==== SELECTED PASSAGE ====

I appreciate you answering me, Thanks

My counter question to that because stacking favored enemy is possible, a bane weapon brings so much in terms of DPR if you can magically match your enemy to bane +FE isnt the feat investment of a reach spell (instant enemy) combined with wayang spell hunter worth it then

If you mean it's possible to stack bane with favored enemy then yes that's true. But you would only have one type of bane on your weapon, so it wouldn't apply to all creatures and Instant Enemy does nothing for that.

As far as Wayang spell hunter goes...did you character actually grow up on Minata? If not, you probably shouldn't use this trait. In theory this is supposed to be a fairly restrictive trait in terms of characters that have access to it.


Claxon wrote:
If you mean it's possible to stack bane with favored enemy then yes that's true. But you would only have one type of bane on your weapon, so it wouldn't apply to all creatures and Instant Enemy does nothing for that.

Interestingly enough...

Instant Enemy wrote:
With this spell you designate the target as your favored enemy for the remainder of its duration. Select one of your favored enemy types. For the duration of the spell, you treat the target as if it were that type of favored enemy for all purposes.


Instant enemy "For the duration of the spell, you treat the target as if it were that type of favored enemy for all purposes."
So if you instant enemy a dragon to be a halfling then your bane halfling works since it's treated as a halfling.

Well, that's the idea at least for getting bane with instant enemy.


Chess Pwn wrote:

Instant enemy "For the duration of the spell, you treat the target as if it were that type of favored enemy for all purposes."

So if you instant enemy a dragon to be a halfling then your bane halfling works since it's treated as a halfling.

Well, that's the idea at least for getting bane with instant enemy.

While I think I agree with you on this, I will say I have seen it ruled both ways in pfs and in home games.

The GM's reasoning for not allowing it was that you treat the enemy as a Halfling, but the Bow is magically enchanted to fight Halflings, and doesn't care what you think or treat the enemy as, it is still a dragon.

There are arguments against that as well, but I think it is ambiguous enough to go either way and there are several threads on these forums going back years with people arguing for or against.


Because of said ambiguities and perhaps because of my bias, it was not included in my calculations.


Chess Pwn wrote:
Because of said ambiguities and perhaps because of my bias, it was not included in my calculations.

I appreciate that and I don't want to start an argument about this.

I would just like to know the theoretical difference between an optimized ranger that doesn't use this strategy and a similarly optimized ranger who does use this strategy as a benchmark with the caveat that may or not be legit. I'm fully aware that this may be ruled one way or another, erratad, nuked and whatnot.

I'll leave it at that. respectfully

The Exchange

Anyone with a precast or quickened Named Bullet will probably make it pretty high on this list. Rangers and Inquisitors get this at 10. Ranger can use a lesser quicken rod for theirs. An Eldritch Knight or Arcane Archer can also probably cast it.


BadBird wrote:
Claxon wrote:
If you mean it's possible to stack bane with favored enemy then yes that's true. But you would only have one type of bane on your weapon, so it wouldn't apply to all creatures and Instant Enemy does nothing for that.

Interestingly enough...

==== STORED ROWS ====

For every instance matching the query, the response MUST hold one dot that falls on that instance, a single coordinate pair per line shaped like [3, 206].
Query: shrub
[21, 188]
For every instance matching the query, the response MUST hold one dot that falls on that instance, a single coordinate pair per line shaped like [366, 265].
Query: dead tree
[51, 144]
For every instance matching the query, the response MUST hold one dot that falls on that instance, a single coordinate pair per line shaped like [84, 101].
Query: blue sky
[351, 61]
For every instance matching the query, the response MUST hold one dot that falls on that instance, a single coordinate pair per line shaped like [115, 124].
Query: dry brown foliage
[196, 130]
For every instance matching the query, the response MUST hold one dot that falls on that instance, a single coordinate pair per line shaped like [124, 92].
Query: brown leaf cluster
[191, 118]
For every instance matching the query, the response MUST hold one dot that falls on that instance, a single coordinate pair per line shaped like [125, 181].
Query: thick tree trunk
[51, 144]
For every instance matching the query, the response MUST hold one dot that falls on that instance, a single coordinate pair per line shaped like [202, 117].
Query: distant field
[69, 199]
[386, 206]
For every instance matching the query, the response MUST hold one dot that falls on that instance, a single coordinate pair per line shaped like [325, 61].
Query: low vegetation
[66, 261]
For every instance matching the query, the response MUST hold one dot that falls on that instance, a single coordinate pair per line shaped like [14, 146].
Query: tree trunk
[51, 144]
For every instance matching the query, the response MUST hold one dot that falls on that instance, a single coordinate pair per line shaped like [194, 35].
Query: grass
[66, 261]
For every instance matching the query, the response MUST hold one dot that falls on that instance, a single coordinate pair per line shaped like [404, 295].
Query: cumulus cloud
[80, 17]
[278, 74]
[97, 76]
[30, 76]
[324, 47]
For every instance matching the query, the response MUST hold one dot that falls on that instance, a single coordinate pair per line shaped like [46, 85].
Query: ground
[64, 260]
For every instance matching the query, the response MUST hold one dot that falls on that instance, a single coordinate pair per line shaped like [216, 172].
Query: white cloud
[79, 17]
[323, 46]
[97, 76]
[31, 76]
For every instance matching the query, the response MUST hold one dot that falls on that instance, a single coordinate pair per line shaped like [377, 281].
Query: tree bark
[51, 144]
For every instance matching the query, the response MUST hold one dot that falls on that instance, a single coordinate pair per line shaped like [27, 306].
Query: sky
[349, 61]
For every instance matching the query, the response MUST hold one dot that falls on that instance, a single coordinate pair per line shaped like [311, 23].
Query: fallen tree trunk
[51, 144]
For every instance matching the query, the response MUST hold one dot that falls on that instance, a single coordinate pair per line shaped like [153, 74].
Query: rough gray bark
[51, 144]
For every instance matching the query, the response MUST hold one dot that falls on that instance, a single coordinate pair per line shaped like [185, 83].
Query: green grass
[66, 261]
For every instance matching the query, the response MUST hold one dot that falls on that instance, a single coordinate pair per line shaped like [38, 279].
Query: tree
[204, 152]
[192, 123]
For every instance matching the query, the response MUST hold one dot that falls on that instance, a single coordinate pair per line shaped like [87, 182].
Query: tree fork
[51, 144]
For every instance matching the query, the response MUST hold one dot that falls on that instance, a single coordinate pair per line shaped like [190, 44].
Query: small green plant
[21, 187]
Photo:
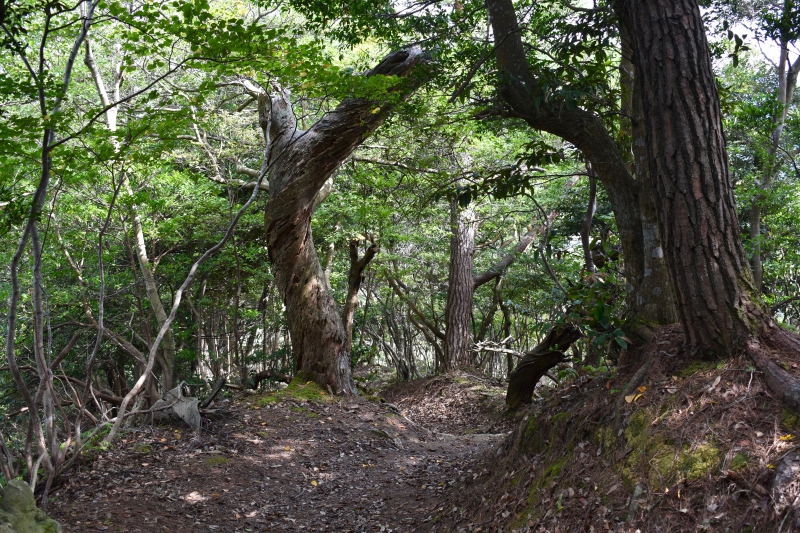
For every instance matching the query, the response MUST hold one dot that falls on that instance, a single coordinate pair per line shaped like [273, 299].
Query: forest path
[348, 465]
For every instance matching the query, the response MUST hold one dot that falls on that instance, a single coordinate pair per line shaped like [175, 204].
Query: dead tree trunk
[301, 162]
[537, 362]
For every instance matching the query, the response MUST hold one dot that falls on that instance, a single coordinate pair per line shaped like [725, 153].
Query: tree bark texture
[654, 297]
[300, 164]
[460, 288]
[547, 354]
[717, 300]
[587, 132]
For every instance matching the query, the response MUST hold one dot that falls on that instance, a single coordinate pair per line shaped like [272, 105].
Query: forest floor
[295, 460]
[675, 445]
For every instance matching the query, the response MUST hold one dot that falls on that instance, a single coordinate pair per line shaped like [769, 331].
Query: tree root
[762, 351]
[632, 385]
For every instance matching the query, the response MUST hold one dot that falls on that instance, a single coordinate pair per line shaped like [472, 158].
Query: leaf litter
[348, 465]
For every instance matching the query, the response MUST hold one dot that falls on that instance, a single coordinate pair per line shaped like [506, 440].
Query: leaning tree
[301, 162]
[718, 303]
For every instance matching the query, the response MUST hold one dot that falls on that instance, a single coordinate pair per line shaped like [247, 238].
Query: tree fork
[301, 163]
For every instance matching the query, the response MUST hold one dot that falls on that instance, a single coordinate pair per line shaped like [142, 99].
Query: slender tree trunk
[586, 227]
[717, 300]
[354, 280]
[460, 289]
[167, 360]
[787, 81]
[587, 132]
[301, 163]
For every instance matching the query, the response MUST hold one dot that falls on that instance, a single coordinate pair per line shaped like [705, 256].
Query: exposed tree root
[537, 362]
[762, 351]
[635, 382]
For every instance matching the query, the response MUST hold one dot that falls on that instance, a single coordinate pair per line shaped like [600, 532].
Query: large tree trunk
[718, 303]
[301, 163]
[587, 132]
[717, 300]
[653, 296]
[460, 288]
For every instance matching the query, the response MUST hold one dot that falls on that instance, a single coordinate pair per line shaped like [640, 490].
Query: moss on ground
[790, 420]
[739, 462]
[695, 367]
[300, 389]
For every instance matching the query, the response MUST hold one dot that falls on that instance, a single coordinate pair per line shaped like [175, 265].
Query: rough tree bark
[718, 303]
[460, 288]
[301, 162]
[547, 354]
[586, 131]
[654, 295]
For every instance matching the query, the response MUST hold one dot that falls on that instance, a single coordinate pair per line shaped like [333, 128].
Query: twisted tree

====

» PROBLEMS TO WORK ON
1. Answer these from the forum thread:
(a) Where should a character have grown up to use the Wayang spell hunter trait?
(b) In what two settings has one poster seen the bane and Instant Enemy combination ruled both ways?
(c) At what level do Rangers and Inquisitors get Named Bullet?
2. Reproduce, word for word, the stretch of the forum thread from "I appreciate that" through "probably cast it.".

» ANSWERS TO EACH TASK
1.
(a) Minata
(b) In PFS and in home games
(c) At level 10

2.
I appreciate that and I don't want to start an argument about this.

I would just like to know the theoretical difference between an optimized ranger that doesn't use this strategy and a similarly optimized ranger who does use this strategy as a benchmark with the caveat that may or not be legit. I'm fully aware that this may be ruled one way or another, erratad, nuked and whatnot.

I'll leave it at that. respectfully

The Exchange

Anyone with a precast or quickened Named Bullet will probably make it pretty high on this list. Rangers and Inquisitors get this at 10. Ranger can use a lesser quicken rod for theirs. An Eldritch Knight or Arcane Archer can also probably cast it.